Annotation records
———
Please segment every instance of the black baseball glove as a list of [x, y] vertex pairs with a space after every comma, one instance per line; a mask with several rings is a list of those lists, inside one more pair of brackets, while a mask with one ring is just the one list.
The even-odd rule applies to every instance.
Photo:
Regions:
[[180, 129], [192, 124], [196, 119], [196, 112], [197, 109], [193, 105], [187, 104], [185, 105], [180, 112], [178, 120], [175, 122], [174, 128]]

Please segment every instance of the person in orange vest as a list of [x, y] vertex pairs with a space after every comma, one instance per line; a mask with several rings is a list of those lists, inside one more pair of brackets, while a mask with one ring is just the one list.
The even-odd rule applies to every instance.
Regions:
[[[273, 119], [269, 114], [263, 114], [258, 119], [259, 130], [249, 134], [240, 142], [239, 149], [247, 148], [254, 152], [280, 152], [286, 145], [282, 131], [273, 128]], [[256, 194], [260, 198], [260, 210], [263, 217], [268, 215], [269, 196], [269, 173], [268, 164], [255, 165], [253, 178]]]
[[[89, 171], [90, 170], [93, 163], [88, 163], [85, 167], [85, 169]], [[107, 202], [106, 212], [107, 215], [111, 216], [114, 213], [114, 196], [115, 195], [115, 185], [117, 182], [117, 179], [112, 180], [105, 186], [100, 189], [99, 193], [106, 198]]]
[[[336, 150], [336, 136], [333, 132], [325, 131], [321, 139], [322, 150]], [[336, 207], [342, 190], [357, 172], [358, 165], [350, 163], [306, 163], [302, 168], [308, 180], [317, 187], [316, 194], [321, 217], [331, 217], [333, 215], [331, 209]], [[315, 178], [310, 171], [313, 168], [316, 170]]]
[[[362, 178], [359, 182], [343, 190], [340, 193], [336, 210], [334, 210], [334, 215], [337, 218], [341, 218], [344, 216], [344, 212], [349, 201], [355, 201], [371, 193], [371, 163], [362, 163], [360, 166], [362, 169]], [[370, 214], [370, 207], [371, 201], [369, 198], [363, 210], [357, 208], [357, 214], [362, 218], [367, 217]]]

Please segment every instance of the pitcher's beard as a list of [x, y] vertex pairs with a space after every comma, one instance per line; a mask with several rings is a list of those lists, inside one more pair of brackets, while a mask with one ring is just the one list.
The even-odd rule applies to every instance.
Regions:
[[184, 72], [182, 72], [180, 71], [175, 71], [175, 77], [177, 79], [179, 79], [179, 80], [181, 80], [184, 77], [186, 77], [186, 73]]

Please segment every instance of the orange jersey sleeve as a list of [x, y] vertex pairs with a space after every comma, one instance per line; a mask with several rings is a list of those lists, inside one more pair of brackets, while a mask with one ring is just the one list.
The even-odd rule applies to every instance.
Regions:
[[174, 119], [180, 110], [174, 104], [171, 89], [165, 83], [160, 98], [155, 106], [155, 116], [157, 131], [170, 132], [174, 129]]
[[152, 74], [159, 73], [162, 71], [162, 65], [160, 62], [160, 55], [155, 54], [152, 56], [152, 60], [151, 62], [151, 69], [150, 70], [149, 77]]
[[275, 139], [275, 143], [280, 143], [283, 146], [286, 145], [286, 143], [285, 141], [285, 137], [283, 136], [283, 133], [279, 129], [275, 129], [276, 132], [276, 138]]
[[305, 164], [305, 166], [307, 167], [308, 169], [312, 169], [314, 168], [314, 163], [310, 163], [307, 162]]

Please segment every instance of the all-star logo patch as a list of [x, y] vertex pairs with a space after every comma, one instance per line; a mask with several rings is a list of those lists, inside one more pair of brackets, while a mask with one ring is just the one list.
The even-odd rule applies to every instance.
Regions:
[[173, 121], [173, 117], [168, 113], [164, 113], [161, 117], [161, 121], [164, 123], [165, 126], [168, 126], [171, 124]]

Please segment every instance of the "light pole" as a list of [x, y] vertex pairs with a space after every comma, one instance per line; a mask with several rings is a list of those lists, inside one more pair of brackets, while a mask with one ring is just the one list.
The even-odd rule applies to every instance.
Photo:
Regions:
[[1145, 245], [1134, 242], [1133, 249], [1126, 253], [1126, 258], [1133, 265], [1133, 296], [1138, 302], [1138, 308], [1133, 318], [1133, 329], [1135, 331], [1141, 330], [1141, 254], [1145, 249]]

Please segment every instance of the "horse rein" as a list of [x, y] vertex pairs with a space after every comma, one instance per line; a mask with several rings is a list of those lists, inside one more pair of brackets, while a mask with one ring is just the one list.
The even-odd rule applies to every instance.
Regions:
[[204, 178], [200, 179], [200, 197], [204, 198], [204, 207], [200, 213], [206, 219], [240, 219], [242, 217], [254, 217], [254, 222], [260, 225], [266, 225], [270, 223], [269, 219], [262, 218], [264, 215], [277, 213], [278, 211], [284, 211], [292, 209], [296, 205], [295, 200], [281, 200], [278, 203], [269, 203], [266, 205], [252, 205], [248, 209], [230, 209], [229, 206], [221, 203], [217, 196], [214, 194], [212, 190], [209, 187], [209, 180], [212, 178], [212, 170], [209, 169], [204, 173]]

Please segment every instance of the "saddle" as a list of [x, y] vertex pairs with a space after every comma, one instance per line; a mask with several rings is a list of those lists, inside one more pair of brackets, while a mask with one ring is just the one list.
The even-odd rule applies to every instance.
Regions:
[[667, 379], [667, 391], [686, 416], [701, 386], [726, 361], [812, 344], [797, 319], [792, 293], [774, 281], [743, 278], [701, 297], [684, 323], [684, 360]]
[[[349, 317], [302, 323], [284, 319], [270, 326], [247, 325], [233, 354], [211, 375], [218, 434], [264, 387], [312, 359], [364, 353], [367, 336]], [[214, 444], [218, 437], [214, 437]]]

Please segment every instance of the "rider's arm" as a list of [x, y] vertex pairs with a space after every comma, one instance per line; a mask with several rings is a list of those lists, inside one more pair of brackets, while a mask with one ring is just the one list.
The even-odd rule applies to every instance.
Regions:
———
Requirements
Please put the data from the line containing "Please segment every instance of the all-star" down through the line containing "126], [171, 124]]" into a two-column CSV with the headers input and output. Give each text in input and its answer in output, each as one quoted field with line breaks turned into spaces.

Full output
input,output
"Please segment every instance of the all-star logo patch as a list of [x, y] vertex pairs with a space after every comma, one instance per line; a mask with several rings is a list of those lists, inside one more pair of brackets, while a mask with one ring is just the one list. The even-odd rule applies to every instance. Regions:","[[173, 121], [173, 117], [168, 113], [164, 113], [161, 117], [161, 121], [164, 123], [165, 126], [168, 126], [171, 124]]"